What is asked:
Reproduce the lines below with every occurrence of "permitted" replaced by "allowed", leaving all other text unchanged.

>> start

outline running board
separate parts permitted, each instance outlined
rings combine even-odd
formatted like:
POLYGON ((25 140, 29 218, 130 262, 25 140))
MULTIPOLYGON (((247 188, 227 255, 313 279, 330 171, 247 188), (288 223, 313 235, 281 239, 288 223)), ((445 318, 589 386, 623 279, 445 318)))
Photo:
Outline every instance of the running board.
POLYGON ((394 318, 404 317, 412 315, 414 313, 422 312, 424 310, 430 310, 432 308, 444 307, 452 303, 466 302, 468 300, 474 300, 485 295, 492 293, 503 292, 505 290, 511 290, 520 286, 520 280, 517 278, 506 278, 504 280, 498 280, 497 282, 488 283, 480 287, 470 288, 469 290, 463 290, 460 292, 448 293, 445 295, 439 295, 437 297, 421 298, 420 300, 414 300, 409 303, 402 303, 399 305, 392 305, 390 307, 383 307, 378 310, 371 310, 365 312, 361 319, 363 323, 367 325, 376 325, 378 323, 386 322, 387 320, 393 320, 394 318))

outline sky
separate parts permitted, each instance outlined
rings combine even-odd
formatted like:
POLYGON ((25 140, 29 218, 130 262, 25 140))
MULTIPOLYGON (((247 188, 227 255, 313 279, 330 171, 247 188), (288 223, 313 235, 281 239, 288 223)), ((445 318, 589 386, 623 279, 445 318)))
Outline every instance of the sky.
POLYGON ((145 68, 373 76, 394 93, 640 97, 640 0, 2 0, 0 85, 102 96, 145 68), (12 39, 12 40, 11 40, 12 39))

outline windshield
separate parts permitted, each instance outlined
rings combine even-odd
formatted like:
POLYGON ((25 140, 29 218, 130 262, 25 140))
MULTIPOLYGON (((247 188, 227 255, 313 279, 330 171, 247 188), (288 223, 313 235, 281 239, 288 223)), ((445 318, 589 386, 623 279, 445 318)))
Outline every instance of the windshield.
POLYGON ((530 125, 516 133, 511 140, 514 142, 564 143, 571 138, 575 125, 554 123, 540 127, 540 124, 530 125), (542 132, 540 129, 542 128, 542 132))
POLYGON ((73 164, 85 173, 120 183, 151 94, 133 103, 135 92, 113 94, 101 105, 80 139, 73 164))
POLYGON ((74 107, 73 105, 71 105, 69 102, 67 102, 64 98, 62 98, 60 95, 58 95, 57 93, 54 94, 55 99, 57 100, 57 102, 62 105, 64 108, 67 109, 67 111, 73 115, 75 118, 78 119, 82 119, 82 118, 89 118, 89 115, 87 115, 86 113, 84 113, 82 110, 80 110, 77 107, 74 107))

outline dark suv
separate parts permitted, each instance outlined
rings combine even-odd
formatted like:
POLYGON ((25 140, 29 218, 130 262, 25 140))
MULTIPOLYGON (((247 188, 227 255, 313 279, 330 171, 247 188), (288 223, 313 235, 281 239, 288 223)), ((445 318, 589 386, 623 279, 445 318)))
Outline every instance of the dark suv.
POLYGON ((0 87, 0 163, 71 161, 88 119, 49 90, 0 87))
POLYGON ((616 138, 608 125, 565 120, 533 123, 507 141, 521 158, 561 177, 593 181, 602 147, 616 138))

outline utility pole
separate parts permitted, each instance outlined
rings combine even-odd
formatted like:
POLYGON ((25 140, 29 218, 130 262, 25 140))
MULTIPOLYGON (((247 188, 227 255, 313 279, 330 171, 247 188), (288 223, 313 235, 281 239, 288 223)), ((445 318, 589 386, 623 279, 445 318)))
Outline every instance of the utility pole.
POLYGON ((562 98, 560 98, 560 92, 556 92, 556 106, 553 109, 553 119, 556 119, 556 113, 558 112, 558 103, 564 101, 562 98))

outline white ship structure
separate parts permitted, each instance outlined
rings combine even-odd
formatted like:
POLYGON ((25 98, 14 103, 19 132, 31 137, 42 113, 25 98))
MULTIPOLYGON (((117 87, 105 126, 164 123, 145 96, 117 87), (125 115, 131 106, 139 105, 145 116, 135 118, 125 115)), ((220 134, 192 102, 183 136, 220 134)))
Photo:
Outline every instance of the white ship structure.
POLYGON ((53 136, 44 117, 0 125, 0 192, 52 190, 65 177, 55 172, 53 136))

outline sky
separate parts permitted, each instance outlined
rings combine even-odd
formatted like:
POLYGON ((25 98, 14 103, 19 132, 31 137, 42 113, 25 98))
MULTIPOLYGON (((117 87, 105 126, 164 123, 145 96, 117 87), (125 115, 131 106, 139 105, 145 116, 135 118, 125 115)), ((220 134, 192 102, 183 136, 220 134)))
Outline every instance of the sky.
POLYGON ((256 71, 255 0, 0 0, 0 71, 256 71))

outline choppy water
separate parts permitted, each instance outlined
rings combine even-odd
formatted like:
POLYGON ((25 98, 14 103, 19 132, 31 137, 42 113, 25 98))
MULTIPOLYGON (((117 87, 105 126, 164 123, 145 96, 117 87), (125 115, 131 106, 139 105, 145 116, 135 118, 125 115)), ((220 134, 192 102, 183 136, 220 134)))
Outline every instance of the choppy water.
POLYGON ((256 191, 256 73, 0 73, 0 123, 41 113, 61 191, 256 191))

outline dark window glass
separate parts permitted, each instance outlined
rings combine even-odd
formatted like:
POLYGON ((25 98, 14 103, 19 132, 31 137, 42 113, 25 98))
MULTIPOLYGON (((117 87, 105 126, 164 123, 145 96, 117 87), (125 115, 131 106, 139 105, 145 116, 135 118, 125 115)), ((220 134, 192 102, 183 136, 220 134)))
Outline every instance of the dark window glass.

>> end

Task answer:
outline running board
separate parts allowed, each instance outlined
rings combine even-odd
formatted like:
POLYGON ((25 140, 29 218, 130 262, 25 140))
MULTIPOLYGON (((247 188, 227 255, 313 279, 330 171, 247 188), (288 223, 313 235, 281 239, 288 223)), ((445 318, 589 386, 623 279, 445 318)))
Photo:
Outline every instance of the running board.
POLYGON ((394 318, 404 317, 412 315, 414 313, 422 312, 424 310, 430 310, 432 308, 444 307, 452 303, 466 302, 468 300, 474 300, 485 295, 492 293, 503 292, 505 290, 511 290, 520 286, 520 280, 517 278, 506 278, 504 280, 498 280, 497 282, 488 283, 480 287, 470 288, 469 290, 463 290, 460 292, 448 293, 445 295, 439 295, 437 297, 421 298, 420 300, 414 300, 409 303, 402 303, 399 305, 392 305, 390 307, 383 307, 378 310, 371 310, 365 312, 361 319, 363 323, 367 325, 376 325, 378 323, 386 322, 387 320, 393 320, 394 318))

outline sky
separate parts allowed, each instance outlined
rings combine even-odd
formatted like:
POLYGON ((25 140, 29 218, 130 262, 25 140))
MULTIPOLYGON (((247 188, 227 255, 313 279, 330 171, 247 188), (288 223, 313 235, 281 239, 288 223)), ((445 318, 589 386, 623 279, 445 318)))
Outline every instance of the sky.
POLYGON ((145 68, 373 76, 394 93, 640 97, 640 0, 2 0, 0 85, 102 96, 145 68), (12 39, 12 40, 11 40, 12 39))

outline windshield
separate parts allowed, each instance outlined
rings combine even-odd
formatted like:
POLYGON ((25 140, 29 218, 130 262, 25 140))
MULTIPOLYGON (((247 188, 227 255, 313 279, 330 171, 247 188), (288 223, 313 235, 281 239, 288 223)), ((445 318, 589 386, 623 279, 445 318)))
Outline every instance of the windshield.
POLYGON ((530 125, 516 133, 511 140, 514 142, 564 143, 571 138, 575 125, 554 123, 540 127, 540 124, 530 125), (542 132, 540 129, 542 128, 542 132))
POLYGON ((73 164, 85 173, 120 183, 151 94, 133 103, 135 92, 113 94, 101 105, 80 139, 73 164))
POLYGON ((74 107, 73 105, 71 105, 69 102, 67 102, 64 98, 62 98, 60 95, 58 95, 57 93, 54 94, 55 99, 57 100, 57 102, 62 105, 64 108, 67 109, 67 111, 73 115, 75 118, 78 119, 82 119, 82 118, 89 118, 89 115, 87 115, 86 113, 84 113, 82 110, 80 110, 77 107, 74 107))

outline dark suv
separate parts allowed, each instance outlined
rings combine even-odd
formatted like:
POLYGON ((25 140, 29 218, 130 262, 25 140))
MULTIPOLYGON (((247 188, 227 255, 313 279, 330 171, 247 188), (288 223, 313 235, 281 239, 288 223)), ((445 318, 589 386, 623 279, 445 318)))
Outline every instance of the dark suv.
POLYGON ((0 87, 0 163, 71 161, 88 119, 49 90, 0 87))
POLYGON ((616 138, 608 125, 565 120, 533 123, 507 141, 521 158, 561 177, 593 181, 602 147, 616 138))

outline utility pole
separate parts allowed, each instance outlined
rings combine even-odd
formatted like:
POLYGON ((25 140, 29 218, 130 262, 25 140))
MULTIPOLYGON (((247 188, 227 255, 313 279, 330 171, 247 188), (288 223, 313 235, 281 239, 288 223)), ((445 318, 589 386, 623 279, 445 318)))
Outline every instance of the utility pole.
POLYGON ((562 98, 560 98, 560 92, 556 92, 556 106, 553 109, 553 119, 556 119, 556 113, 558 112, 558 103, 564 101, 562 98))

outline white ship structure
separate parts allowed, each instance outlined
rings combine even-odd
formatted like:
POLYGON ((25 98, 14 103, 19 132, 31 137, 42 113, 25 98))
MULTIPOLYGON (((117 87, 105 126, 164 123, 145 96, 117 87), (125 115, 131 106, 139 105, 145 116, 135 118, 125 115)), ((220 134, 192 102, 183 136, 220 134)))
Photo:
Outline every instance of the white ship structure.
POLYGON ((53 136, 44 117, 0 125, 0 192, 52 190, 65 177, 55 172, 53 136))

outline sky
separate parts allowed, each instance outlined
rings combine even-odd
formatted like:
POLYGON ((25 98, 14 103, 19 132, 31 137, 42 113, 25 98))
MULTIPOLYGON (((117 87, 105 126, 164 123, 145 96, 117 87), (125 115, 131 106, 139 105, 145 116, 135 118, 125 115)), ((220 134, 192 102, 183 136, 220 134)))
Outline every instance of the sky.
POLYGON ((256 71, 255 0, 0 0, 0 71, 256 71))

outline choppy water
separate parts allowed, each instance outlined
rings combine even-odd
formatted like:
POLYGON ((25 98, 14 103, 19 132, 31 137, 42 113, 25 98))
MULTIPOLYGON (((117 87, 105 126, 164 123, 145 96, 117 87), (125 115, 131 106, 139 105, 145 116, 135 118, 125 115)), ((220 134, 192 102, 183 136, 220 134)))
Outline every instance of the choppy water.
POLYGON ((256 191, 256 73, 0 73, 0 123, 41 113, 61 191, 256 191))

outline dark window glass
separate parts allowed, each instance outlined
rings combine even-odd
formatted like:
POLYGON ((25 98, 14 103, 19 132, 31 137, 42 113, 25 98))
MULTIPOLYGON (((117 87, 105 126, 164 123, 145 96, 117 87), (125 115, 131 106, 139 105, 145 116, 135 118, 125 115)), ((220 134, 192 102, 183 136, 220 134)))
Outline every instance of the dark window glass.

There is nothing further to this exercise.